──────── Extracted information

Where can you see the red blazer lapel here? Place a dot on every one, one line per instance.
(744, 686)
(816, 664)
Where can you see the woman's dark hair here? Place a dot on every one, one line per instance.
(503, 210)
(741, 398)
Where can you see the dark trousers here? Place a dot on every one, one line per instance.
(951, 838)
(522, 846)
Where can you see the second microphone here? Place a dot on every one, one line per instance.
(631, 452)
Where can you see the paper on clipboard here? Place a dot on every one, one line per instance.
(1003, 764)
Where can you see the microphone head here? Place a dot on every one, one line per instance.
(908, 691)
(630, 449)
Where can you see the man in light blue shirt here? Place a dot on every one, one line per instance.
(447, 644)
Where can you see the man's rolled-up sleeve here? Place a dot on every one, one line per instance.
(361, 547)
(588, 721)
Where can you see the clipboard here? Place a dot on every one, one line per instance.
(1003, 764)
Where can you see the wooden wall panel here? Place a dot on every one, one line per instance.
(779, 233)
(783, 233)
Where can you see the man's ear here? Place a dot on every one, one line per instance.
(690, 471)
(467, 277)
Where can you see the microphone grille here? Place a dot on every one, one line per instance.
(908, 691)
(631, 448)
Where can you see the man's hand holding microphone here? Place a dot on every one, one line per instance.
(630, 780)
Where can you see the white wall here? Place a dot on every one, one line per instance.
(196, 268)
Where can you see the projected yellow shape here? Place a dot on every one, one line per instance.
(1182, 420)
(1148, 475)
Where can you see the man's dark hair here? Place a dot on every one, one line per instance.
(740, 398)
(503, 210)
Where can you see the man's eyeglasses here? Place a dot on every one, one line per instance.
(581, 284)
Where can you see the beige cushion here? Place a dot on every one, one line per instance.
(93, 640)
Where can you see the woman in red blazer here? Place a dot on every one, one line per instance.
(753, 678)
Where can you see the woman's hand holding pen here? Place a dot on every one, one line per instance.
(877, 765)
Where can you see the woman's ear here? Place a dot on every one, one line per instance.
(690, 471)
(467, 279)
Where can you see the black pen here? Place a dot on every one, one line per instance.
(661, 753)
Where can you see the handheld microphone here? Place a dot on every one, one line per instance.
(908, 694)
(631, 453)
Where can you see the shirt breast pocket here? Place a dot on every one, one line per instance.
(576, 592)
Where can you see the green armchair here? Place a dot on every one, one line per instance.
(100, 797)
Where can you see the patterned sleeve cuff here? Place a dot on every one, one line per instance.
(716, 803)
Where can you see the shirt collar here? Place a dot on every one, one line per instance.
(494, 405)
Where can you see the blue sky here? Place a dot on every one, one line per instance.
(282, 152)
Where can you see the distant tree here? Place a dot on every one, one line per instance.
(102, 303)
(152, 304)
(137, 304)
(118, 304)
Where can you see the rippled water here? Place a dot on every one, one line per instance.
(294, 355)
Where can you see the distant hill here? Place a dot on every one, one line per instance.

────────────────

Present all of the lines above as a numbered list, omitting any blank lines.

→ Worked answer
1. Where can you see the red blazer lapel here? Place a dot on every one, one line per instance.
2. (744, 686)
3. (816, 664)
4. Where can you see the woman's dark hair here? Place a dot on every one, one line per instance.
5. (503, 210)
6. (741, 398)
7. Where can you see the dark trousers here? Place a dot on every one, one line per instance.
8. (951, 838)
9. (522, 846)
10. Where can you see the second microphone here? Place a dot on every one, one line per instance.
11. (631, 452)
12. Where can you see the paper on clipboard here? Place a dot on every one, one line per instance.
13. (1003, 764)
14. Where can you see the microphone head here? Place a dot on every one, one line per instance.
15. (908, 691)
16. (630, 449)
17. Where can you see the man in light blue shirt here? Place a dot on every one, one line per instance.
18. (447, 644)
19. Where can you see the man's rolled-up sleeve here? Place a dot on every one, one line per instance.
20. (361, 547)
21. (588, 721)
22. Where can you see the clipboard here? Place a dot on every one, one line per instance.
23. (1003, 764)
24. Where can you see the wooden wall panel here? Place a dot on every one, one line per instance.
25. (779, 233)
26. (783, 233)
27. Where can you see the man's ear here? Place a dot on every one, one line per instance.
28. (690, 471)
29. (467, 277)
30. Where can you see the microphone grille here? Place a dot on every one, one line per instance.
31. (908, 691)
32. (631, 448)
33. Where can you see the man's hand holding microphone here? Place a dot on every one, one line per instance.
34. (630, 780)
35. Where can you see the white wall here? Place a dot on every one, one line per instance.
36. (196, 268)
37. Where can you see the projected yellow shape here? Place a dot on every one, one line per instance.
38. (1182, 420)
39. (1148, 475)
40. Where can you see the man's dark hair here? Place a dot on every one, one line per instance.
41. (740, 398)
42. (503, 210)
43. Where can you see the man's eyeglasses here? Place a dot on every one, one line per instance.
44. (581, 284)
45. Where can you see the beige cushion here? Place a dot on every one, one line per instance.
46. (93, 640)
47. Where can you see the woman in red blazer here? Place a dot on every one, one line per instance.
48. (753, 678)
49. Where can you see the woman's hand holding pen here? Place a dot on every one, one line per instance.
50. (877, 765)
51. Where can you see the woman's ear here? Place a dot on every one, one line per instance.
52. (690, 471)
53. (467, 279)
54. Where can you see the black pen here? Place a dot on every one, one line per instance.
55. (661, 753)
56. Where can you see the handheld microphone here? Place a dot on every one, one line per instance.
57. (908, 694)
58. (631, 453)
59. Where can you see the shirt breast pocket here? Place a dot on every one, one line per instance.
60. (576, 592)
61. Where can you see the green armchair here? Place a dot on every one, one line per instance.
62. (100, 797)
63. Where can you see the patterned sleeve cuff here? Place a dot on every one, one line per instance.
64. (716, 803)
65. Where can you see the shirt collar here? Place a dot on every one, one line per instance.
66. (494, 405)
67. Where can you see the blue sky here? Place a dot on every one, one line per instance.
68. (282, 152)
69. Where can you see the distant tree here? Place a dot on every one, one line per instance.
70. (102, 303)
71. (152, 304)
72. (137, 304)
73. (118, 304)
74. Where can you see the rippled water here? Place a dot on every one, one line per instance.
75. (294, 355)
76. Where can you see the distant hill here? Place a dot on every one, one line per instance.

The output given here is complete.